▶ [Task statement]: Give every row below as a two-column CSV with the headers check and points, one CSV line per row. Put the row's text in check and its answer in points, each as a single quoted field with line breaks replaced by spaces.

▶ [Material to process]:
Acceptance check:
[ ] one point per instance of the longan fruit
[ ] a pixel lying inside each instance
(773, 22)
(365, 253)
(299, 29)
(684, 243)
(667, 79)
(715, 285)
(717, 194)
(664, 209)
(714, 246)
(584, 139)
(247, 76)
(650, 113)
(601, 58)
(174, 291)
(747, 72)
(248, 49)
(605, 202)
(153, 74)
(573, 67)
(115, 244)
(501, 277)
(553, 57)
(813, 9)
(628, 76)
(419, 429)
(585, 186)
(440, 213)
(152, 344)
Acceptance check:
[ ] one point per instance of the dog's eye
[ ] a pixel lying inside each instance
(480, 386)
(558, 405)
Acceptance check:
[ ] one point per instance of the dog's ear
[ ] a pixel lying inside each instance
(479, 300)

▶ [Output of the task]:
check,points
"Acceptance check: [ ] one point per instance of the longan fruit [ ] a pixel lying inside each instance","(773, 22) (365, 253) (299, 29) (684, 243) (667, 79) (715, 285) (717, 194) (664, 209) (714, 246) (584, 139) (247, 76) (650, 113) (601, 58) (174, 291) (747, 72) (248, 49) (605, 202) (153, 74) (573, 67) (115, 244) (501, 277) (553, 57) (813, 9) (628, 76) (419, 429) (585, 186) (440, 213) (152, 344)"
"Acceptance check: [ ] one point per instance of the dog's eye [ ] a pixel lying inside each instance","(480, 386) (558, 405)"
"Acceptance check: [ ] one point per instance of the dog's ear [ ] a pixel lying inside each instance","(479, 300)"